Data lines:
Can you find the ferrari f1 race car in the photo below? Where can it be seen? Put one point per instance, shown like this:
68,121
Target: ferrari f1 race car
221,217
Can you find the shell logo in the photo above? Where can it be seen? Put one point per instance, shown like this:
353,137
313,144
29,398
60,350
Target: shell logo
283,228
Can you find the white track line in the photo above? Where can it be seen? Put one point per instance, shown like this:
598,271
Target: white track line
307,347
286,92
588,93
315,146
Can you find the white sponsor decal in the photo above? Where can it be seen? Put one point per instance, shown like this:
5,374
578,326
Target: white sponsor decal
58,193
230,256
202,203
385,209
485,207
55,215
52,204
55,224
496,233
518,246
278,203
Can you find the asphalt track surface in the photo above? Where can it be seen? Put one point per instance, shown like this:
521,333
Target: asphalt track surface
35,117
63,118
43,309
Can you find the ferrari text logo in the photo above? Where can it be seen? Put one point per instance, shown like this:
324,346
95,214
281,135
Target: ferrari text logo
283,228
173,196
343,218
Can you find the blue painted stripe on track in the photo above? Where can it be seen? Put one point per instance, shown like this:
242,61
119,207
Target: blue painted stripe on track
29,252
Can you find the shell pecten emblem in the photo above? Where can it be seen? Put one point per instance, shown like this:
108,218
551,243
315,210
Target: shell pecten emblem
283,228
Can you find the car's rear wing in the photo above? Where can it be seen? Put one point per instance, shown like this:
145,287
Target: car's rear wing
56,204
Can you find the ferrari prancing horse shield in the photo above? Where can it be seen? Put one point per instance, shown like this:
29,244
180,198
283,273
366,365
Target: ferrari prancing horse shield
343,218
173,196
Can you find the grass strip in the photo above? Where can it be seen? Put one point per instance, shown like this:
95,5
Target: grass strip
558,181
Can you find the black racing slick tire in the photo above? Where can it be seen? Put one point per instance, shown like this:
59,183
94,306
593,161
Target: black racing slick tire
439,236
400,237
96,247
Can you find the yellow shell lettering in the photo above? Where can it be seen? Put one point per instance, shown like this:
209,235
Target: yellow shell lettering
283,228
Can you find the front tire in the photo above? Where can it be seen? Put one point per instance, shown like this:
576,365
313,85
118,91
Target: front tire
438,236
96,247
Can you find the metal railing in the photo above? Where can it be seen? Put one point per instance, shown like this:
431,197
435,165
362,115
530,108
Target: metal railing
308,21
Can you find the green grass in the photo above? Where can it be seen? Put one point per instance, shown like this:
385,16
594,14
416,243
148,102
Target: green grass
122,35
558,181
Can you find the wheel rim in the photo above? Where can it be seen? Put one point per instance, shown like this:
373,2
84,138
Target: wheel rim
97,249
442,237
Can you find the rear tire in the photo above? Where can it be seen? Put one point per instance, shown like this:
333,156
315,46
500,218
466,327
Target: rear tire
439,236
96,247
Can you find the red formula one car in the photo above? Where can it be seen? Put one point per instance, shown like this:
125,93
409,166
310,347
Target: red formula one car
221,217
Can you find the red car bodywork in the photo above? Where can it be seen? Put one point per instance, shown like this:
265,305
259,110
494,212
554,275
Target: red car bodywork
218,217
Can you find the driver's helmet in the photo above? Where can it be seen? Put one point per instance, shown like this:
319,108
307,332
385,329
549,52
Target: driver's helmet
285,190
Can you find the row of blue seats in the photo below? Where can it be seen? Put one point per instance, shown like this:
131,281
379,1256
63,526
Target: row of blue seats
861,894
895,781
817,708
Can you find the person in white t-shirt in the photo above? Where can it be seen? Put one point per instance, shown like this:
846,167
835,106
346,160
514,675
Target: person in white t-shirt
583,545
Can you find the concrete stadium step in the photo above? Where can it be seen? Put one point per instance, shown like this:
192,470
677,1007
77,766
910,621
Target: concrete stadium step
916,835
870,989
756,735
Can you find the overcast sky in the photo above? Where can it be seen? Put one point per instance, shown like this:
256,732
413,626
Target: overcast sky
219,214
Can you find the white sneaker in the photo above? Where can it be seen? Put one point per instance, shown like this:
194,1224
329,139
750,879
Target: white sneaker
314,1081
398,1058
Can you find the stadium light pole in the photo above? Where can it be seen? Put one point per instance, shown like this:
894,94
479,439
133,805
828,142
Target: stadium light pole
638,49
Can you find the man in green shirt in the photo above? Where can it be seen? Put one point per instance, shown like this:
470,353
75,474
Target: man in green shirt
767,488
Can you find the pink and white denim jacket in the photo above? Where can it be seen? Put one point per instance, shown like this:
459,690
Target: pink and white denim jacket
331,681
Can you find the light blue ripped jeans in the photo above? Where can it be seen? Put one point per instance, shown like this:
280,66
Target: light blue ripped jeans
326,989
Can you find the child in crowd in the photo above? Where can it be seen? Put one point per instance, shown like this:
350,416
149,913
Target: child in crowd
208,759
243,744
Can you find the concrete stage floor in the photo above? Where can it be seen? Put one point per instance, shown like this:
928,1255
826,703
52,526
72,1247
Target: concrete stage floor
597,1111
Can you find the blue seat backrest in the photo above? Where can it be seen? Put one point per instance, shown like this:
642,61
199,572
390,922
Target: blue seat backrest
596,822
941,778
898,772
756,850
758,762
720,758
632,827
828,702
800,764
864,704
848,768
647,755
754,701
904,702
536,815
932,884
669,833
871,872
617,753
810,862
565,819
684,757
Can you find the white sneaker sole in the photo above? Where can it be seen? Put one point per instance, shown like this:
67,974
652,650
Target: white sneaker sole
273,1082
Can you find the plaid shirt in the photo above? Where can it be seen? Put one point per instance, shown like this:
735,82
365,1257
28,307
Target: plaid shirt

__GIVEN EXERCISE__. Rewrite the listing above as a numbered list with one entry per line, dropping any blank lines.

__FINAL RESULT__.
1. Can you find the ferrari f1 race car in the photo below? Where can it be seen? Put one point per instance, shown like this:
2. 68,121
3. Target: ferrari f1 race car
4. 221,217
5. Can you find the shell logo in the photo above? Where can it be seen? Put one point per instance, shown like this:
6. 353,137
7. 313,144
8. 29,398
9. 60,350
10. Target: shell logo
11. 283,228
12. Can you find the white track line in the photo above? Where can it be seen? Put one point per instance, shown like this:
13. 598,271
14. Target: white track line
15. 307,347
16. 286,92
17. 588,93
18. 315,146
19. Can you find the white sponsor decal in the photo above? Where can it be seen? Put one point per instance, shown like this:
20. 5,374
21. 578,326
22. Target: white sponsor decal
23. 58,193
24. 230,256
25. 202,203
26. 385,209
27. 485,207
28. 55,215
29. 52,204
30. 55,224
31. 496,233
32. 518,246
33. 278,203
34. Can you find the asphalt track surface in the photo above? Where can it be seen? Put one point per instance, shown like this:
35. 521,333
36. Target: asphalt track surface
37. 35,117
38. 63,118
39. 43,309
40. Can you find the ferrari text logo in the photo above? Where can it be seen? Put one point per instance, shown like this:
41. 324,346
42. 95,214
43. 281,135
44. Target: ferrari text logo
45. 283,228
46. 173,196
47. 343,218
48. Can you find the blue painted stripe on track in the photo above? Where can it be seen? Put one point per instance, shown like this:
49. 242,61
50. 119,207
51. Target: blue painted stripe on track
52. 29,252
53. Can you find the shell pecten emblem in the photo above? Where can it be seen? Put one point per instance, shown like this:
54. 108,218
55. 551,243
56. 315,210
57. Target: shell pecten emblem
58. 283,228
59. Can you find the car's rear wing in the photo above? Where can it be seen? Put one point per instance, shown like this:
60. 145,287
61. Target: car's rear wing
62. 56,204
63. Can you find the ferrari prancing horse shield in the photo above? Where can it be seen? Put one point per instance, shown like this:
64. 29,244
65. 180,198
66. 283,273
67. 366,365
68. Target: ferrari prancing horse shield
69. 343,218
70. 173,196
71. Can you find the grass strip in the photo above? Where can it be seen? Put one point per instance, shown like this:
72. 95,5
73. Target: grass strip
74. 558,181
75. Can you find the black racing slick tire in the photo above? Where can it be seen? Put one point per instance, shown like this:
76. 59,183
77. 94,306
78. 593,161
79. Target: black racing slick tire
80. 439,236
81. 400,237
82. 96,247
83. Can you find the yellow shell lettering in the photo above? Where can it be seen? Put one point per instance, shown like this:
84. 209,235
85. Target: yellow shell lettering
86. 283,228
87. Can you find the front tire in the photo above? Where can it be seen? Put one point per instance, shown like this:
88. 576,365
89. 313,85
90. 118,91
91. Target: front tire
92. 438,236
93. 96,247
94. Can you find the metal railing in the photo above? Where can it be seen? Put one point per instance, shown like this:
95. 431,197
96. 435,165
97. 362,115
98. 530,108
99. Target: metal railing
100. 308,21
101. Can you find the green grass in the photo above? Where can it be seen? Put one point per instance, shown like this:
102. 385,16
103. 594,14
104. 416,243
105. 148,102
106. Target: green grass
107. 122,35
108. 558,181
109. Can you find the wheel rim in the photo above? Where can it be seen? Put one point per instance, shown like this:
110. 373,2
111. 84,138
112. Target: wheel rim
113. 97,249
114. 442,237
115. Can you find the rear tire in the photo above? Where can it be seen? Put one point per instance, shown like this:
116. 333,156
117. 315,46
118. 500,218
119. 466,327
120. Target: rear tire
121. 439,236
122. 96,247
123. Can you find the red formula one car in the photo above? Where can it be seen? Put one point per instance, shown like this:
124. 125,93
125. 409,166
126. 310,347
127. Target: red formula one car
128. 221,217
129. Can you find the red car bodywork in the photo above? Where can it be seen? Put one point per instance, shown like this:
130. 265,305
131. 259,110
132. 494,212
133. 554,275
134. Target: red car bodywork
135. 218,217
136. Can you find the driver's helmet in the photo above? Where can it be seen? Put one point per instance, shown like this:
137. 319,108
138. 307,332
139. 385,329
140. 549,52
141. Target: driver's helmet
142. 285,190
143. Can you find the row of blue seats in the photo below? Where can it be seen? Put one point per instance, shown like this:
144. 131,281
145. 379,1256
146. 63,526
147. Target: row of blue seats
148. 861,894
149. 895,781
150. 817,708
151. Can you find the person in white t-shirt in the photo above? Where can it be seen? Put one point per instance, shown like this:
152. 846,167
153. 835,106
154. 346,160
155. 514,675
156. Target: person in white t-shirt
157. 583,545
158. Can you find the concrete stadium step in the photo above? Where can it be seen? Put one point per instance, shown like this:
159. 192,470
160. 677,1007
161. 77,766
162. 910,621
163. Target: concrete stadium step
164. 916,835
165. 870,989
166. 756,735
167. Can you find the overcast sky in the photo above? Where can it be seen? Put one point per instance, shown like this:
168. 256,732
169. 413,626
170. Target: overcast sky
171. 219,214
172. Can you find the white sneaker in the photo above? Where can it be seen? Put one point per instance, shown like this:
173. 194,1224
174. 329,139
175. 750,879
176. Target: white sneaker
177. 314,1081
178. 398,1058
179. Can you find the stadium light pole in the photo above? Where can it be seen? Put one point per instance, shown like this:
180. 894,94
181. 479,439
182. 133,805
183. 828,142
184. Target: stadium light pole
185. 638,49
186. Can you find the man in green shirt in the photo above? Where can it be seen? Put one point per instance, shown like this:
187. 470,353
188. 75,474
189. Target: man in green shirt
190. 767,488
191. Can you find the pink and white denim jacket in the photo above? Where can it be seen? Put one point per instance, shown like this:
192. 459,690
193. Target: pink and white denim jacket
194. 331,681
195. Can you find the light blue ripped jeans in the photo above? Where can it be seen? Put one point per instance, shown like this:
196. 280,66
197. Target: light blue ripped jeans
198. 326,989
199. Can you find the child in crowd in the photo above? Where can it be seen? Put one point per instance, shown like this:
200. 350,416
201. 149,913
202. Target: child in crowd
203. 208,759
204. 243,744
205. Can you find the concrete stage floor in the photo above? Where can it be seen? Put one point per instance, shown like this:
206. 928,1255
207. 826,703
208. 52,526
209. 72,1247
210. Target: concrete stage floor
211. 597,1111
212. Can you find the blue seat backrest in the photo above? Where can it be seen? Put one point per instance, shown like this:
213. 642,61
214. 199,572
215. 390,922
216. Target: blue seat backrest
217. 596,822
218. 941,778
219. 898,772
220. 756,850
221. 758,762
222. 720,758
223. 632,827
224. 828,702
225. 800,764
226. 864,704
227. 848,768
228. 647,755
229. 754,701
230. 904,702
231. 536,815
232. 932,884
233. 669,833
234. 871,872
235. 617,753
236. 810,862
237. 565,819
238. 684,757
239. Can you find the white sneaker sole in the photo above? Where can it be seen? Put one point per instance, shown like this:
240. 67,974
241. 652,650
242. Target: white sneaker sole
243. 273,1082
244. Can you find the plaid shirt in the photo above? Where can it be seen? Put one point per instance, shown like this:
245. 735,82
246. 365,1257
247. 28,307
248. Target: plaid shirt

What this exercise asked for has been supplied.